EXERCICES À TRAITER:
- A) D'après le texte sur Parux en août 1914, dans quel ouvrage Gabriel Hanotaux reprend-il la version du Bulletin de Meurthe-et-Moselle ?
- B) Poursuivez le texte sur Parux en août 1914 à partir de l'endroit où il s'arrête.

TEXTE D'ÉTUDE:
□ □ □ □

On a vu dans de nombreux articles de presse la relation de
violation de frontières par les troupes allemandes avant même la
déclaration de guerre (3 août, 18 h). La relation d'une visite
de patrouille bavaroise s'approchant de Parux ce 3 août à 8
heures du matin, est sans doute à l'origine de la confusion du
Bulletin de Meurthe-et-Moselle (édition du 11 janvier
1915), que reprend Gabriel Hanotaux dans son
Histoire illustrée de la guerre de 14
: « Le lundi 3 août, à 8 heures du matin (avant la
déclaration de guerre), 200 à 300 Bavarois pénètrent dans Parux,
font évacuer les maisons et rassemblent les habitants dans
l'église, après avoir fusillé sans jugement et sous le faux
prétexte que des coups de feu avaient été tirés sur eux : MM.

□ □ □ □

ENREGISTREMENTS FOURNIS:

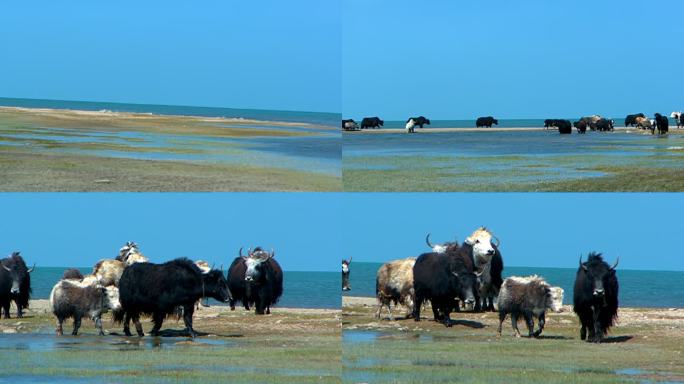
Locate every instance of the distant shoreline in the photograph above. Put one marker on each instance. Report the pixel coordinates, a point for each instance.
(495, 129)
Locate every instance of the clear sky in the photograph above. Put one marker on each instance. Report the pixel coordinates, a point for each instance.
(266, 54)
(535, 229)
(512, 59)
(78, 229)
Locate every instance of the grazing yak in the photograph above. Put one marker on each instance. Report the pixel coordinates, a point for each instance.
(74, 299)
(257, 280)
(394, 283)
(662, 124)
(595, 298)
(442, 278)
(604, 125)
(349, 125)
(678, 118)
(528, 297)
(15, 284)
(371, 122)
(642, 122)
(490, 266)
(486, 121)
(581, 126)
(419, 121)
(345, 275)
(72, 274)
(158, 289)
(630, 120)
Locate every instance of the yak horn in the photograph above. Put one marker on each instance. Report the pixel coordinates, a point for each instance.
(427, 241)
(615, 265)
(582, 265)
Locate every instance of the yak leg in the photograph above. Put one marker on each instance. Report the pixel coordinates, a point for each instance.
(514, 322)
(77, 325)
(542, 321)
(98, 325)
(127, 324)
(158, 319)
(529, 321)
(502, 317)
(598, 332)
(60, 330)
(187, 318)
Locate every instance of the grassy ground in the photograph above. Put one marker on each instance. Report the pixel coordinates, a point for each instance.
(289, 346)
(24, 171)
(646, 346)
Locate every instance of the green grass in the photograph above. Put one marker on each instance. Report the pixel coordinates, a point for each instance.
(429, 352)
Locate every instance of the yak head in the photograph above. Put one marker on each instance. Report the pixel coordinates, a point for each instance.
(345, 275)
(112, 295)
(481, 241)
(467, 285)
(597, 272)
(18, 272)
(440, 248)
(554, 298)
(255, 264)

□ □ □ □

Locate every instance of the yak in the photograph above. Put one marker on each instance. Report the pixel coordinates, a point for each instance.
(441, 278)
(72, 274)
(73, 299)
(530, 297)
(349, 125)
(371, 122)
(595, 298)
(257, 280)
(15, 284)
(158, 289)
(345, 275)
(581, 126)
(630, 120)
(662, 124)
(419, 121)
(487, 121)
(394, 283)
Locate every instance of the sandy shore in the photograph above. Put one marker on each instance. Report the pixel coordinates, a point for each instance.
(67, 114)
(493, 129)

□ □ □ □

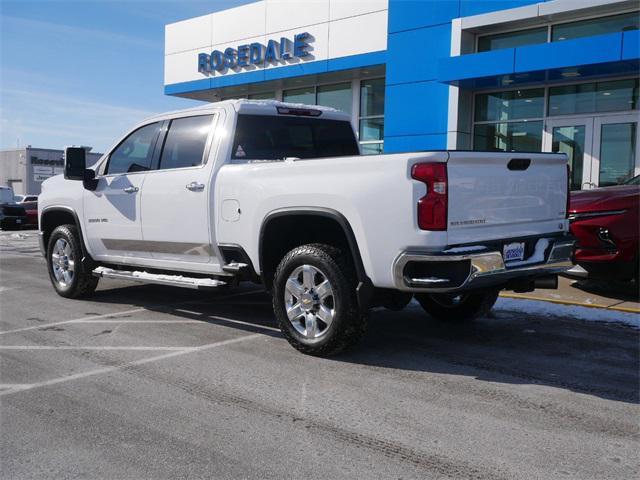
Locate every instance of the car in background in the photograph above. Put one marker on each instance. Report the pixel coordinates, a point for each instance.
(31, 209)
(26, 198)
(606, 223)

□ □ □ □

RÉPONSES RÉDIGÉES:
- A) Dans son Histoire illustrée de la guerre de 14.

- B)
Victor Petitfils (40 ans); son beau-frère, Jean Zan Zotera,
sujet italien (40 ans) ; J.-B. Petitfils (58 ans), et Joseph
Martin (35 ans). A 9 heures, après avoir méthodiquement déménagé
les meubles et autres objets de quelque valeur, les soldats
procèdent, à l'aide de pastilles incendiaires lancées sur les
toits, à la destruction des maisons, sans en évacuer le bétail,
puis font sortir les prisonniers de l'église. ».
Car ce n'est que le 10 août que les Bavaraois, entrés dans
Blâmont depuis le 8 août, feront mouvement vers le sud, brûlant
Parux et Nonhigny.
Le mensonge du 3
août 1914
René Puaux
Ed. Payot, paris, 1917
L'agression allemande
[...]
Région de Cirey-sur-Vezouze
A l'est de Lunéville, à la hauteur de Blamont, à Badonviller, la
frontière franco-allemande est en dents de scie. Dans l'une de
ces encoches est le village de Bertramboix, proche de
Cirey-sur-Vezouze. Les uhlans entourèrent Bertrambois dans la
matinée du 2 août. Un message de Rambervilliers, 2 août, 11
heures, l'annonce en ces termes:
Le général Legrand fait savoir que le receveur des douanes de
Bertramboix vient de télégraphier qu'il était environné de
uhlans et s'attend à une attaque.
Ce fut la seule et dernière nouvelle que Ton reçut de
Bertramboix. Les cavaliers ennemis furent aperçus devant Cirey.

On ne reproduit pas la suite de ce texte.